Find "For the benchmark, point to the marble" in the data, then restate the line it sits in and every later line word for word, ending with the last line.
━━━━━━━━━━━━━━━━━━━━
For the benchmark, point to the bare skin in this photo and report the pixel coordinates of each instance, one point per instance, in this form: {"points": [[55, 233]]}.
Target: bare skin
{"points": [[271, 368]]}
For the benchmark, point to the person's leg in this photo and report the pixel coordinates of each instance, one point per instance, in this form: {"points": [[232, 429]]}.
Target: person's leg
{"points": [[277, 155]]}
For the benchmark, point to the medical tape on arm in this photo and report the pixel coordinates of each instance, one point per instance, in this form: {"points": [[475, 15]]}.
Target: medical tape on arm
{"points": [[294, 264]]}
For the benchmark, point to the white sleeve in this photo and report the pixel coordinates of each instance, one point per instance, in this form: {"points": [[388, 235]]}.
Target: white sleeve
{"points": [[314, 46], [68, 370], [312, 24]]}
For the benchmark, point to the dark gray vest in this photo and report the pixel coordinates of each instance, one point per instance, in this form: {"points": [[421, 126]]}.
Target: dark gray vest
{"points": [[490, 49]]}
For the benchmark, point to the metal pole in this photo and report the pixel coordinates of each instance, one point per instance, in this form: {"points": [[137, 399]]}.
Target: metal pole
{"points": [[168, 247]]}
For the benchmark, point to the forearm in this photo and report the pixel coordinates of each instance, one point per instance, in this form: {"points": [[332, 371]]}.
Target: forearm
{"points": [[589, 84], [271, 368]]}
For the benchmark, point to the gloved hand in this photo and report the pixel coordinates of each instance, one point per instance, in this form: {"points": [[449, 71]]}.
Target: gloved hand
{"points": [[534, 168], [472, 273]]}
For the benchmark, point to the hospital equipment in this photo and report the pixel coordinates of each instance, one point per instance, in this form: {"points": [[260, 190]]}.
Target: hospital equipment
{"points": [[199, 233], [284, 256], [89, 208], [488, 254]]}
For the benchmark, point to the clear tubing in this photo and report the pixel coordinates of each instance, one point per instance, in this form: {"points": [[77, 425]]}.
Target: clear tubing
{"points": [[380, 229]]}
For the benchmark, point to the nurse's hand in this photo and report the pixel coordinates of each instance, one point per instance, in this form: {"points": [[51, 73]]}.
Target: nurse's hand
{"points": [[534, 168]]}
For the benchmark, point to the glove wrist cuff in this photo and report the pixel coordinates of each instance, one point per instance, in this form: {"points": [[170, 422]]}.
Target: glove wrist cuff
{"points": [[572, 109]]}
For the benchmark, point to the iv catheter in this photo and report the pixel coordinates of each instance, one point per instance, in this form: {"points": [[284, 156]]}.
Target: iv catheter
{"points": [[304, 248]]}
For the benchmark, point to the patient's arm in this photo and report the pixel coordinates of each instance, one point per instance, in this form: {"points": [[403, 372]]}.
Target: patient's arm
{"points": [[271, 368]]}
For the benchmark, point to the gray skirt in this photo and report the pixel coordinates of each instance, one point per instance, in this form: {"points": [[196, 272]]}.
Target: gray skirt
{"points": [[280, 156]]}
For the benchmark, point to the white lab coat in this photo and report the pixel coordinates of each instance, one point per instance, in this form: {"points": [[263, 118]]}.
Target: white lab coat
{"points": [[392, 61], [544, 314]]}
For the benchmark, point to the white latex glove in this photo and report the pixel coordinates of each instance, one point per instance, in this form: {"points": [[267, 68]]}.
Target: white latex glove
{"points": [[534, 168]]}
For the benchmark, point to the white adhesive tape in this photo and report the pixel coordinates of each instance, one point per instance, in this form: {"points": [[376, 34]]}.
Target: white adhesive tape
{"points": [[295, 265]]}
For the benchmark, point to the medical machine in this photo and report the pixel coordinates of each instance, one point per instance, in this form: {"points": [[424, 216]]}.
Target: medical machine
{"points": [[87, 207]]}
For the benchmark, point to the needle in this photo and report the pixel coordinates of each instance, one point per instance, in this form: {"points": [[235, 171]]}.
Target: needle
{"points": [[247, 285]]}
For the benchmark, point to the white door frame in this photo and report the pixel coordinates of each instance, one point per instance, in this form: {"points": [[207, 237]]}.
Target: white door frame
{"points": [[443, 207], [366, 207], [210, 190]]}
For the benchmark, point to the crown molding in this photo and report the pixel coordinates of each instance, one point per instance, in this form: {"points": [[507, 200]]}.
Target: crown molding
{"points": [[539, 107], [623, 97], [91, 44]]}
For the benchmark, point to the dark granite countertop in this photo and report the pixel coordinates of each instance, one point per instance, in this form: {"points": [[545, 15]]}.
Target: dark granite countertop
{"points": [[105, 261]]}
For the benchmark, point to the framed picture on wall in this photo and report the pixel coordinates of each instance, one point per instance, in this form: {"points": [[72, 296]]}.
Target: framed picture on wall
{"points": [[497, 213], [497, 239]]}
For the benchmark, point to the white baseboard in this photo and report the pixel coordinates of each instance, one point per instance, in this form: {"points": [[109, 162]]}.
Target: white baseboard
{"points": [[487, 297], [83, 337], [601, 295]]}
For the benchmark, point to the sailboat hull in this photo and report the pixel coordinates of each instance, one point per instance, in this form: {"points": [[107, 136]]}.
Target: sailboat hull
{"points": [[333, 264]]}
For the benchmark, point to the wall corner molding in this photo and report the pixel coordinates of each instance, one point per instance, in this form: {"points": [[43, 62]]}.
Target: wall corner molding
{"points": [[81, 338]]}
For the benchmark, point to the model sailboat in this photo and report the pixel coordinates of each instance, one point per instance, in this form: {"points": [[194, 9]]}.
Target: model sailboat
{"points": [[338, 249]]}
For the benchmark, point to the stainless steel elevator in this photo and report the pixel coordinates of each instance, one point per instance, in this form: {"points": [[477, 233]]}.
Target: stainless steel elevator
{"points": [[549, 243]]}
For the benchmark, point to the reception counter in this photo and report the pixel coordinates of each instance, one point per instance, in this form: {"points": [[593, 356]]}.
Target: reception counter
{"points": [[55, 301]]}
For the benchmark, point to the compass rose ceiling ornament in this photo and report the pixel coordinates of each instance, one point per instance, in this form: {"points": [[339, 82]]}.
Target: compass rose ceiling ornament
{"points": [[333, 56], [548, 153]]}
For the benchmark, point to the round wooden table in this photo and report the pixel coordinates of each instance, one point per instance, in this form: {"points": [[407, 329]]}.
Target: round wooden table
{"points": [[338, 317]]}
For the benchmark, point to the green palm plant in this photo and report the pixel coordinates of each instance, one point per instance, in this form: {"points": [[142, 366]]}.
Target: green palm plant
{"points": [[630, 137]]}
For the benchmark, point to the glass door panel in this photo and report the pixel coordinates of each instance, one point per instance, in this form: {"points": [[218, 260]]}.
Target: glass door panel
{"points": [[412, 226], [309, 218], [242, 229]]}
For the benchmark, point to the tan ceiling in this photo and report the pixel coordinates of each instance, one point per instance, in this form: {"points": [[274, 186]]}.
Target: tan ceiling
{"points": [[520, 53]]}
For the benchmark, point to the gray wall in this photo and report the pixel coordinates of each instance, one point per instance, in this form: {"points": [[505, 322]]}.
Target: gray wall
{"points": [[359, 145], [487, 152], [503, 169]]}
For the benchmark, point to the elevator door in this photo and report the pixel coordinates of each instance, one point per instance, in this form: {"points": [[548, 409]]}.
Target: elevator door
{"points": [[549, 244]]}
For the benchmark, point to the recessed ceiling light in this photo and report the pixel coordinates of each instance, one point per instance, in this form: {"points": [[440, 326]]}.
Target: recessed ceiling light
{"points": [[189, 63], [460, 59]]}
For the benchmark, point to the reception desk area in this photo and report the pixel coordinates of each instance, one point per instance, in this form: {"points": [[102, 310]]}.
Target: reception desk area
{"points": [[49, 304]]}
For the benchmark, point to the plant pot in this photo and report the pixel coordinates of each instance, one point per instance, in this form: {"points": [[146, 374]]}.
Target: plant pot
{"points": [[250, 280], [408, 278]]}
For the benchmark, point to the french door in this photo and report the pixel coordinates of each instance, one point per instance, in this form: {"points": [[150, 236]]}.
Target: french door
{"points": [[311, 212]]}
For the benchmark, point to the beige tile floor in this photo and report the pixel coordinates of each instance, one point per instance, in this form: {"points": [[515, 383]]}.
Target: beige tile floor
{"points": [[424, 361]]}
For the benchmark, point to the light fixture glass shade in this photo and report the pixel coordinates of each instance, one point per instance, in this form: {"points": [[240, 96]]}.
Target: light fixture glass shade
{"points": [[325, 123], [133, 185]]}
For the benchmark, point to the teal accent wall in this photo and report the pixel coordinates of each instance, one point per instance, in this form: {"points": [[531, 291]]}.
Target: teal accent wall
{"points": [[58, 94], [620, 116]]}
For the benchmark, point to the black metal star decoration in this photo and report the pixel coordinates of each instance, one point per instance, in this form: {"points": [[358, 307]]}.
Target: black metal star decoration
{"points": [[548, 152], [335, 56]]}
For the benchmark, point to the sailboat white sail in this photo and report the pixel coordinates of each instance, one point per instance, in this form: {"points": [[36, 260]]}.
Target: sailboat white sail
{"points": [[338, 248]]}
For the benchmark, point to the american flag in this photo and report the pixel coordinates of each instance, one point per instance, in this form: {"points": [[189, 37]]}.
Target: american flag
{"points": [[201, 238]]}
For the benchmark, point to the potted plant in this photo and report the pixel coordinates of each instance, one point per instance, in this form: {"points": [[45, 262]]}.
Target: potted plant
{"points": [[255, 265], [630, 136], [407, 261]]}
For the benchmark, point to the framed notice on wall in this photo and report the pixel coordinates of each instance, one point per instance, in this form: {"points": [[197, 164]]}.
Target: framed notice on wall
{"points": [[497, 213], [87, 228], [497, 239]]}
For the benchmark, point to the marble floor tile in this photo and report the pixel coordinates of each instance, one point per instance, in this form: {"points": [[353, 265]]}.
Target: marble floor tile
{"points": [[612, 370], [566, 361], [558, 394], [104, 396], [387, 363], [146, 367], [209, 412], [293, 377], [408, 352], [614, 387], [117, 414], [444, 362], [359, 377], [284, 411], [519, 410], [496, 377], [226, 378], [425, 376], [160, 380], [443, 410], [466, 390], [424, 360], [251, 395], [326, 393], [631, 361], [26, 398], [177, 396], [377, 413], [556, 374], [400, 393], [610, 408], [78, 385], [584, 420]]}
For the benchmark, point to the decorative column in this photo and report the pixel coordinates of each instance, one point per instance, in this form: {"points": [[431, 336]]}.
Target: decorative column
━━━━━━━━━━━━━━━━━━━━
#### Task output
For the benchmark, point to the marble floor tile in this photo and report the pixel coordinates of each instance, one point per instance, in this form: {"points": [[353, 265]]}.
Target: marble floor tile
{"points": [[612, 370], [566, 361], [558, 394], [104, 396], [387, 363], [146, 367], [209, 412], [293, 377], [408, 352], [614, 387], [117, 414], [444, 362], [359, 377], [284, 411], [519, 410], [496, 377], [226, 378], [425, 376], [160, 380], [443, 410], [466, 390], [424, 360], [251, 395], [326, 393], [631, 361], [26, 398], [177, 396], [377, 413], [556, 374], [400, 393], [610, 408], [78, 385], [584, 420]]}
For the benchmark, point to the decorative column in this photo and report the pixel coordinates of each instance, one point per instance, in this form: {"points": [[431, 336]]}.
Target: decorative column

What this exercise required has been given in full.